* Extrait choisi *

◇ ◇ ◇ ◇

Deux semaines avant la présidentielle, la communauté internationale s’inquiétait encore d’une remise en question de l’élection et même de « risques de guerre civile », mais la campagne s’est déroulée dans une ambiance festive, avec des bruyantes caravanes de candidats rassemblant des milliers de personnes.

« C’est déjà un défi d’avoir organisé cette élection. C’est un pas qui a été franchi », a confié à l’AFP Julien Nounontin Oussou, chef du Groupe des organisations de la société civile locale (Gosce).

Les favoris de l’élection sont issus du système et ont été des acteurs des crises des dernières années, à commencer par le président sortant, José Mario Vaz, et par son grand rival Domingos Simões Pereira. Il y a aussi Umaro Sissoco Embaló, à la tête d’une dissidence du PAIGC, ou encore Nuno Nabiam, battu au second tour en 2014. Chassé par les militaires entre les deux tours alors qu’il était favori de l’élection de 2012, l’ex-Premier ministre Carlos Gomes Junior tente à nouveau sa chance.

Accusations de corruption

Après des années d’accusations de corruption et de trafic de drogue, le nouveau président pourrait être tenté d’amener avec lui « haine, rancoeurs et règlements de comptes », a confié un analyste à l’AFP, en estimant que « beaucoup d’hommes politiques vont devoir s’exiler » pour échapper à des poursuites judiciaires.

La présence de militaires en armes devant les grilles de la présidence et de véhicules de l’Ecomib, la force de la Communauté économique des États d’Afrique de l’Ouest (Cédéao) déployée dans le pays depuis le coup d’État de 2012, rappellent que l’histoire de la Guinée-Bissau est jalonnée de putschs et d’assassinats politiques.

Mais l’armée n’est pas intervenue au cours des cinq dernières années et son chef, le général Biaguê Na Ntam, a assuré qu’elle ne pensait « plus à fomenter des coups d’État », laissant augurer qu’elle restera dans ses casernes.

◇ ◇ ◇ ◇

* Consigne *
Veuillez modifier l'extrait sur la présidentielle en Guinée-Bissau, de « Deux semaines avant » jusqu'à « civile locale (Gosce). », en remplaçant « festive » par « joyeuse », puis redonnez ce passage en entier. Les enregistrements constituent un matériau indépendant de l'extrait.

◇ ◇ ◇ ◇

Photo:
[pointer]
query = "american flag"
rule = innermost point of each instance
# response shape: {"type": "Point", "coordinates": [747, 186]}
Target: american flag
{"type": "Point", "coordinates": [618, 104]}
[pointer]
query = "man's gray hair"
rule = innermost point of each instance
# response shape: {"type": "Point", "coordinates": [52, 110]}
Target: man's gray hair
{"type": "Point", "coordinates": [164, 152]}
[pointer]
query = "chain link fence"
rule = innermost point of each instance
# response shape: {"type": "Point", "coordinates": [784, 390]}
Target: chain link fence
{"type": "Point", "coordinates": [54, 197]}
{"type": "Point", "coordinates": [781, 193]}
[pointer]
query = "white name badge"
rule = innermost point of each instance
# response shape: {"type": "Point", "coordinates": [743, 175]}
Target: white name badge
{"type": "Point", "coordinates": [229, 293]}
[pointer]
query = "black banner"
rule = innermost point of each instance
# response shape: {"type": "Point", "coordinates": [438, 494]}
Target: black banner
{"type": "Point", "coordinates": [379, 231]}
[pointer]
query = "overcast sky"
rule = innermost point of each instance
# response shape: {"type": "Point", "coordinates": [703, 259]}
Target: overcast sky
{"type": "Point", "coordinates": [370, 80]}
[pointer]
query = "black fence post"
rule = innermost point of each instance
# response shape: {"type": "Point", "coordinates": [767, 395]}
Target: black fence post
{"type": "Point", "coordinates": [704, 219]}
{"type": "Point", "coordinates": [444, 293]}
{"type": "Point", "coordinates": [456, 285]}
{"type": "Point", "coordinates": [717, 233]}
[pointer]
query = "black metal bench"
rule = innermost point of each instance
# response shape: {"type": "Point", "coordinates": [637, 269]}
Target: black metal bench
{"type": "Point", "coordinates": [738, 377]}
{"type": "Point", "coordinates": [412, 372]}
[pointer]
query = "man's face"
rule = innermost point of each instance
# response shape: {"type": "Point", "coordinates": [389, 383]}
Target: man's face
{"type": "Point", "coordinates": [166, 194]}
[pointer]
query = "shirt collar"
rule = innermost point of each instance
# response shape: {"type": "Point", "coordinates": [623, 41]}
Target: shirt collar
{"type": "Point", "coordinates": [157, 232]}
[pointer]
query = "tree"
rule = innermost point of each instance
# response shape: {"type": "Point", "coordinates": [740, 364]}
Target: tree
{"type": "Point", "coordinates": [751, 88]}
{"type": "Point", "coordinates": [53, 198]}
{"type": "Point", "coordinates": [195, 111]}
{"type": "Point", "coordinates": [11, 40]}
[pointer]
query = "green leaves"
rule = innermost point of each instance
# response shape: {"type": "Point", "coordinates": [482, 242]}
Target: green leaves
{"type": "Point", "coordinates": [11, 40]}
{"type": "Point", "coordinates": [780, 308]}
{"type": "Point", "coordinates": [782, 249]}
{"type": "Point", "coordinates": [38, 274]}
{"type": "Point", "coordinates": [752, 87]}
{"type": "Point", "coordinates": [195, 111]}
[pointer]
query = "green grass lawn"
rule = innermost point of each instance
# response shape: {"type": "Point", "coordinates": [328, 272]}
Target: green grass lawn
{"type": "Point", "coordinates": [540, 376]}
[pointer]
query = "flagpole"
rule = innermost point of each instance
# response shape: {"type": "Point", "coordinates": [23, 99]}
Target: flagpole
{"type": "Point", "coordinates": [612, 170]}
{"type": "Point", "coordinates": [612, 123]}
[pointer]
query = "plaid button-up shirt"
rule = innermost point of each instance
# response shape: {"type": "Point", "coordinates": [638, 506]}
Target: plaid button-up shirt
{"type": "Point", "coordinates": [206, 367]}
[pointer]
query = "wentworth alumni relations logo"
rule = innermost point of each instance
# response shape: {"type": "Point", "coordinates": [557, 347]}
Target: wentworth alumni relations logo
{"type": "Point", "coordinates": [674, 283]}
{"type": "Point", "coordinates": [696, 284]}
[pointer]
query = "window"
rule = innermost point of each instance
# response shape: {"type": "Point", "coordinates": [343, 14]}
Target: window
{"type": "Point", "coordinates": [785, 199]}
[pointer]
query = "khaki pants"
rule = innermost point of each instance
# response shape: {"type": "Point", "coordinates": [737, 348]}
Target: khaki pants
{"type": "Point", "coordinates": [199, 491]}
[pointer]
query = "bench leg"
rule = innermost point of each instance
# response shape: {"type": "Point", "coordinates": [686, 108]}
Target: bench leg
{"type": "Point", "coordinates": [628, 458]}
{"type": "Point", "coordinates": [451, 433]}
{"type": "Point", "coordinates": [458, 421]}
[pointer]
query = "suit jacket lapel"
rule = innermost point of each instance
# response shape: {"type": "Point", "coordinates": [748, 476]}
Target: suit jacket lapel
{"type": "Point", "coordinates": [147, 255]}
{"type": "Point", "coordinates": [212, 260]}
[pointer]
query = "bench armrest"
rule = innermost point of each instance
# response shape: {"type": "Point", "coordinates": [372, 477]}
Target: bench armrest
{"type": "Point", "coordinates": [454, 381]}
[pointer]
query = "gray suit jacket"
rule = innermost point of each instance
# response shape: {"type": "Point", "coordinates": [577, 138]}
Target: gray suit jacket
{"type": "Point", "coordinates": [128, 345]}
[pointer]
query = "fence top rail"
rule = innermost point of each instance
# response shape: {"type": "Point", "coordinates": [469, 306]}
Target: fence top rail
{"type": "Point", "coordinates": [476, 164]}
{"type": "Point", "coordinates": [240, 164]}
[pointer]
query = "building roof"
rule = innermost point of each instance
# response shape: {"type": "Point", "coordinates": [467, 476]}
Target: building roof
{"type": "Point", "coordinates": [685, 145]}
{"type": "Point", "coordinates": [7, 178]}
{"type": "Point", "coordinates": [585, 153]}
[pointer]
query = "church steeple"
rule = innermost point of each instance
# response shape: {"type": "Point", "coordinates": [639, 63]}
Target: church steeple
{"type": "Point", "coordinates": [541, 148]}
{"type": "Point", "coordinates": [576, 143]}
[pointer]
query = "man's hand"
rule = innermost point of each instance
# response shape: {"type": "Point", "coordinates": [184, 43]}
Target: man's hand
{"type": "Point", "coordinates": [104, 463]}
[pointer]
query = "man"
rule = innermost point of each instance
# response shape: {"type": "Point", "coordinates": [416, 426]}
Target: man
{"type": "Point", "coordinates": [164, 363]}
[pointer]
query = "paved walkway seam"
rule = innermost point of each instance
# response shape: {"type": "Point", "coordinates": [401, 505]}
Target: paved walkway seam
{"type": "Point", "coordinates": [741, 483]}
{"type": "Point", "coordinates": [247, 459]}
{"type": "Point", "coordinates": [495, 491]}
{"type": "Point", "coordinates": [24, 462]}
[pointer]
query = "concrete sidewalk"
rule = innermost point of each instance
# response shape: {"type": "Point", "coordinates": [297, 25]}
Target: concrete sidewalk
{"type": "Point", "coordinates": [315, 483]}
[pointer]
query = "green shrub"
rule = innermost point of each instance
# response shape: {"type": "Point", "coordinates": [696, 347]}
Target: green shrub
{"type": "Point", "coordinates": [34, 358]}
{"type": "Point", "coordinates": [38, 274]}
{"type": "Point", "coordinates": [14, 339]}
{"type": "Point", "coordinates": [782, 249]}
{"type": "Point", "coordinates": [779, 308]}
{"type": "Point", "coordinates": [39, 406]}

◇ ◇ ◇ ◇

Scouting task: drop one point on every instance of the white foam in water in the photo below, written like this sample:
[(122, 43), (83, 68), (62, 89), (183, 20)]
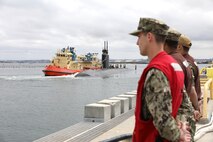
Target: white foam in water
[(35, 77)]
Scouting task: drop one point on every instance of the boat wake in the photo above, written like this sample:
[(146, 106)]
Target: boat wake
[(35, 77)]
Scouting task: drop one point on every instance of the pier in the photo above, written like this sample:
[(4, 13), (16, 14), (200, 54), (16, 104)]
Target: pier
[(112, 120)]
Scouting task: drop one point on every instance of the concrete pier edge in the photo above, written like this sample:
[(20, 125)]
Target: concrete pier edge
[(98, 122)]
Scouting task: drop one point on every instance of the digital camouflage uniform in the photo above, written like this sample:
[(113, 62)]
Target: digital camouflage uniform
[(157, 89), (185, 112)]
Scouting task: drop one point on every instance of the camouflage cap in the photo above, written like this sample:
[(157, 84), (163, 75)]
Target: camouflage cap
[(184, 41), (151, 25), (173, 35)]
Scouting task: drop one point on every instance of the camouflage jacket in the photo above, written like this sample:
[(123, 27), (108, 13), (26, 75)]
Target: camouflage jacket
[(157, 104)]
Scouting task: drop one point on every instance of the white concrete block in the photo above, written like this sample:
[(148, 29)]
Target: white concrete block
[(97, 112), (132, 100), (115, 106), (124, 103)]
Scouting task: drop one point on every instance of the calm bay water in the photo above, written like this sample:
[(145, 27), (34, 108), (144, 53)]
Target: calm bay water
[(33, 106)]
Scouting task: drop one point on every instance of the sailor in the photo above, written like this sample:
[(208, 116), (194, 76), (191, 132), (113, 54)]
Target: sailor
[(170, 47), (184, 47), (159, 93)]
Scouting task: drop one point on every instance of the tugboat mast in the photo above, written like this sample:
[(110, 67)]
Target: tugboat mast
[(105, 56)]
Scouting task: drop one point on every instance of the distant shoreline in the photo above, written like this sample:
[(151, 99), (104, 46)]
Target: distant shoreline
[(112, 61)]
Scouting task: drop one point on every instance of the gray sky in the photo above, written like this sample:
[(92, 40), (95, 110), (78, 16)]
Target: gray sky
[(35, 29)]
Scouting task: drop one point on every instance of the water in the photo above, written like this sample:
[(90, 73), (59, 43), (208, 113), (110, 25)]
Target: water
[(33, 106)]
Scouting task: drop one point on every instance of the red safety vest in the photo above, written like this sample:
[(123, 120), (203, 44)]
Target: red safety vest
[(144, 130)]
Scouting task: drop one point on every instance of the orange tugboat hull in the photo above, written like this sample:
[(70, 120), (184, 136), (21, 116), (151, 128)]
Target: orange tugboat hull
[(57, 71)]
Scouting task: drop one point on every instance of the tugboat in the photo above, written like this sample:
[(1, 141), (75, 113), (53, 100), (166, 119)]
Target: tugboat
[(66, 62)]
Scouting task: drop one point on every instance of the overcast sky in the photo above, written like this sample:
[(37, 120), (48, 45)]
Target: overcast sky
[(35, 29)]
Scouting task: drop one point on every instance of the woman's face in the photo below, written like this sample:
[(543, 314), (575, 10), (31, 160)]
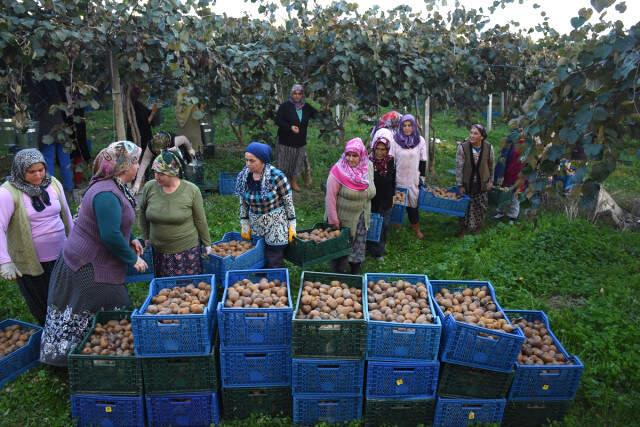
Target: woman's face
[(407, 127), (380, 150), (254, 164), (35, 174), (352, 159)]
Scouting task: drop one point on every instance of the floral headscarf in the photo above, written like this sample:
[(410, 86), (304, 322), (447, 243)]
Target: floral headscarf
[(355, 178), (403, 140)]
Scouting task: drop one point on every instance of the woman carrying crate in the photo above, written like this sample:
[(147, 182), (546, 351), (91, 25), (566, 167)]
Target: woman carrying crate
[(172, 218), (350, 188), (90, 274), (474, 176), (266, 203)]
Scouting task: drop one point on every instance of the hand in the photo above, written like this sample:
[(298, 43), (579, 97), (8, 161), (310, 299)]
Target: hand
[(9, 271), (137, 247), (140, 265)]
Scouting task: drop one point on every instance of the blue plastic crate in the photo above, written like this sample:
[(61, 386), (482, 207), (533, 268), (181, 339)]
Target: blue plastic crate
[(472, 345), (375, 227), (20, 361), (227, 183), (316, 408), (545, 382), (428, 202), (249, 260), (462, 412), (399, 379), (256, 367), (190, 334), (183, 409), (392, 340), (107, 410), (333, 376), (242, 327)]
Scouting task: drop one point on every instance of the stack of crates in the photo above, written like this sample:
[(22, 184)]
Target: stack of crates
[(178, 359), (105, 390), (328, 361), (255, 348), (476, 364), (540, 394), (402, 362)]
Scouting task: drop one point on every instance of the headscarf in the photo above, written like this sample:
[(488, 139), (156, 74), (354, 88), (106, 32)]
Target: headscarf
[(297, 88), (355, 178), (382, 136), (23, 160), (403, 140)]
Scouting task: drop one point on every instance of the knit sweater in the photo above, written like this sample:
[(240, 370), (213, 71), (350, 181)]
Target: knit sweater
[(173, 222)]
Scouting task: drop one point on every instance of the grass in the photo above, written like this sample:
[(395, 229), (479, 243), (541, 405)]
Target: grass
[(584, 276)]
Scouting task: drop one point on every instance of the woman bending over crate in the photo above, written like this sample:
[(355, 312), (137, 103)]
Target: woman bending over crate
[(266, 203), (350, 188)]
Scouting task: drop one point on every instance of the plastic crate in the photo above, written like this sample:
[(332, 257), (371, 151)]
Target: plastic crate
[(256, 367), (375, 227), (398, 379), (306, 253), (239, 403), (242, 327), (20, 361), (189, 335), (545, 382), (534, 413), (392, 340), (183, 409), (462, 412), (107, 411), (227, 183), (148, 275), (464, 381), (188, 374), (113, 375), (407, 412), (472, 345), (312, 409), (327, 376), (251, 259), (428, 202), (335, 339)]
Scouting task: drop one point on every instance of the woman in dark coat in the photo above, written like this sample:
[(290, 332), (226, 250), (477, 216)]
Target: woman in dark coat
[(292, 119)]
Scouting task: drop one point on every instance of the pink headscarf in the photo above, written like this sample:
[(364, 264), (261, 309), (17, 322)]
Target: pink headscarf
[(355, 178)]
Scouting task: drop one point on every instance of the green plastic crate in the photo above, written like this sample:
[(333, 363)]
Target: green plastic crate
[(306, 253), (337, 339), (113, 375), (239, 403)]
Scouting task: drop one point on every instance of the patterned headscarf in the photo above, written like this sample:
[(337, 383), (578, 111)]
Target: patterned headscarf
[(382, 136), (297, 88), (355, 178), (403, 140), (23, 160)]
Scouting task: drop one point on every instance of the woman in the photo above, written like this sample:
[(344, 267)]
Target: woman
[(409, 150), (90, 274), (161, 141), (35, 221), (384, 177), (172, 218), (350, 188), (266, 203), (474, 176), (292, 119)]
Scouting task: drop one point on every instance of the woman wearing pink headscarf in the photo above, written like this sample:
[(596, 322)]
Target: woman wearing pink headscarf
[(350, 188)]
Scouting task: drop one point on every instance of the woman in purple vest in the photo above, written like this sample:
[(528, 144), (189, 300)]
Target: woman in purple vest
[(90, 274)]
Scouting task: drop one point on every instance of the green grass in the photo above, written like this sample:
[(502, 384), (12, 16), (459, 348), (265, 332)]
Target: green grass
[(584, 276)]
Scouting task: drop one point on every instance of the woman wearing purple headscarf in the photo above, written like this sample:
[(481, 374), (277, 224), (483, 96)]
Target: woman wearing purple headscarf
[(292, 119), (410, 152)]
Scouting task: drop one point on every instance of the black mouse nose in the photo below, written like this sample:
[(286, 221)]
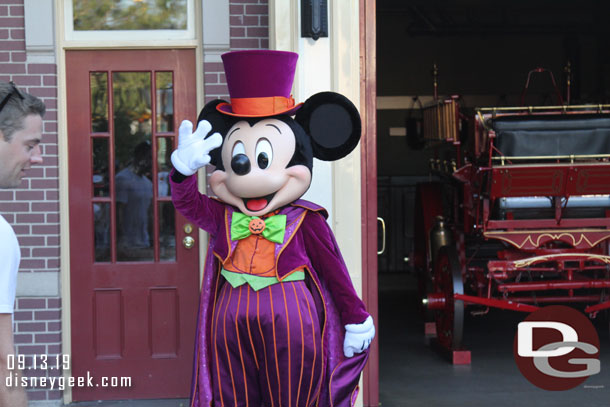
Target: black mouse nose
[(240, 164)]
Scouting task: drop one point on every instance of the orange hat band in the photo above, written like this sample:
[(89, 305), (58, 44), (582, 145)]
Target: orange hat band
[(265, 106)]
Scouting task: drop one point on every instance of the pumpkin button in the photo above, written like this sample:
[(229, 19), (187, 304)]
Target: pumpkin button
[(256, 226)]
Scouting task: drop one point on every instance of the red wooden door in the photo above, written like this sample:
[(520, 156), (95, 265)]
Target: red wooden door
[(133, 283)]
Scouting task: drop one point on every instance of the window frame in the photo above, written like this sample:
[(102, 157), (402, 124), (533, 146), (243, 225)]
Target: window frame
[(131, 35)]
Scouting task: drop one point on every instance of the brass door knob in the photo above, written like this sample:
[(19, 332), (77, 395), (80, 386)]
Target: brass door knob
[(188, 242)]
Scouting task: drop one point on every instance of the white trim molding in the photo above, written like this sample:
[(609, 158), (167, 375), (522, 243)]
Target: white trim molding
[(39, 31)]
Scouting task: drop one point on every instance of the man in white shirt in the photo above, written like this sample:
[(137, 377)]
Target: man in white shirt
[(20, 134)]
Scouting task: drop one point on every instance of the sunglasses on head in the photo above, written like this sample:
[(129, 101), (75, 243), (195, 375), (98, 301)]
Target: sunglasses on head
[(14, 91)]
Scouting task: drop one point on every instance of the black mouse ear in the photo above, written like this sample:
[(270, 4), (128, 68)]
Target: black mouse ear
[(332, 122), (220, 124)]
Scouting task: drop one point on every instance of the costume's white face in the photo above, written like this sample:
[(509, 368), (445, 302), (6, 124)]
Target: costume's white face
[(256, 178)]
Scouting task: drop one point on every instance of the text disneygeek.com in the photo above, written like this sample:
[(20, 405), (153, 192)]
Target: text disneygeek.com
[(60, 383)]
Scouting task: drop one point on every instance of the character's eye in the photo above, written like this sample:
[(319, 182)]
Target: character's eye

◇ ◇ ◇ ◇

* Résultat *
Deux semaines avant la présidentielle, la communauté internationale s’inquiétait encore d’une remise en question de l’élection et même de « risques de guerre civile », mais la campagne s’est déroulée dans une ambiance joyeuse, avec des bruyantes caravanes de candidats rassemblant des milliers de personnes.

« C’est déjà un défi d’avoir organisé cette élection. C’est un pas qui a été franchi », a confié à l’AFP Julien Nounontin Oussou, chef du Groupe des organisations de la société civile locale (Gosce).